> [DOCUMENT TEXT]:

========

For an account of policy people working toward this goal, read Sam Tanenhaus in the latest Time Magazine, talking to conservatives on Capitol Hill who are trying to forge a Trumpism-after-Trump that genuinely serves working-class families instead of just starting racially charged feuds.

========

> [SUPPLIED RECORDS]:
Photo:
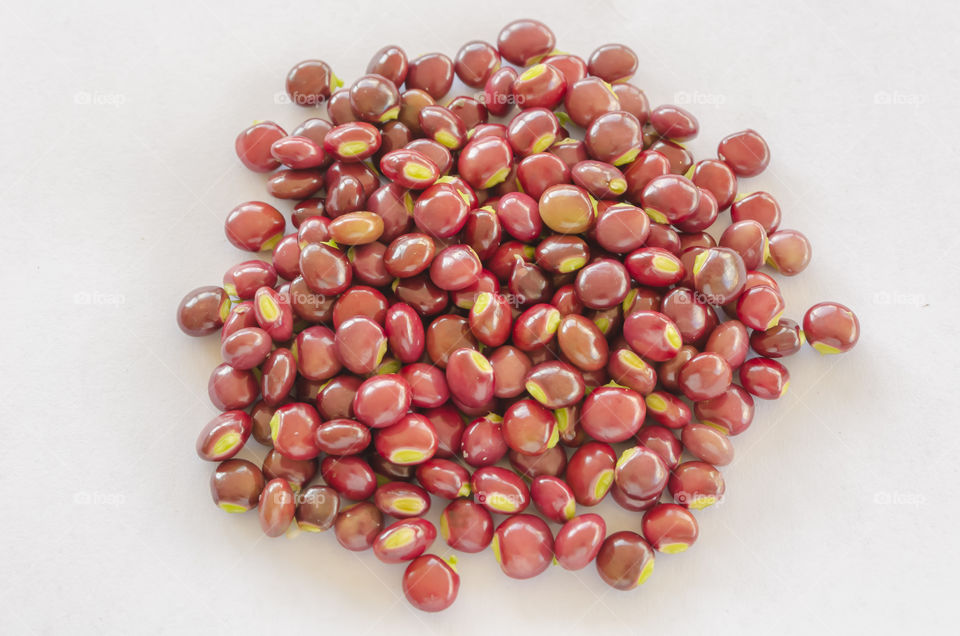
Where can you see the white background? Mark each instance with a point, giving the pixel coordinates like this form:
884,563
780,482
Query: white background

========

> [COMPLETE THE FOLLOWING]:
**a)** For each statement, say whether it agrees with the passage about a Trumpism-after-Trump, answering yes or no and quoting the deciding words: (i) The account cited appears in the latest Time Magazine. (ii) The conservatives described are working in state legislatures. (iii) Their goal is a version of Trumpism that serves working-class families.
**b)** Go on with the passage about a Trumpism-after-Trump, picking up after its final sentence.
The entries have no connection to the passage about a Trumpism-after-Trump.

> [RESPONSES TO THE TASKS]:
**a)**
(i) Yes: "read Sam Tanenhaus in the latest Time Magazine"
(ii) No: "talking to conservatives on Capitol Hill"
(iii) Yes: "forge a Trumpism-after-Trump that genuinely serves working-class families"

**b)**
.. I don’t know if any of these efforts can pull the post-Trump right away from anti-intellectualism and chauvinism. But their project is the one that matters to what conservatism is right now, not what it might have been had John McCain been elected president, or had the Iraq War been something other than a misbegotten mess, or had the 2000-era opening to China gone the way free traders hoped.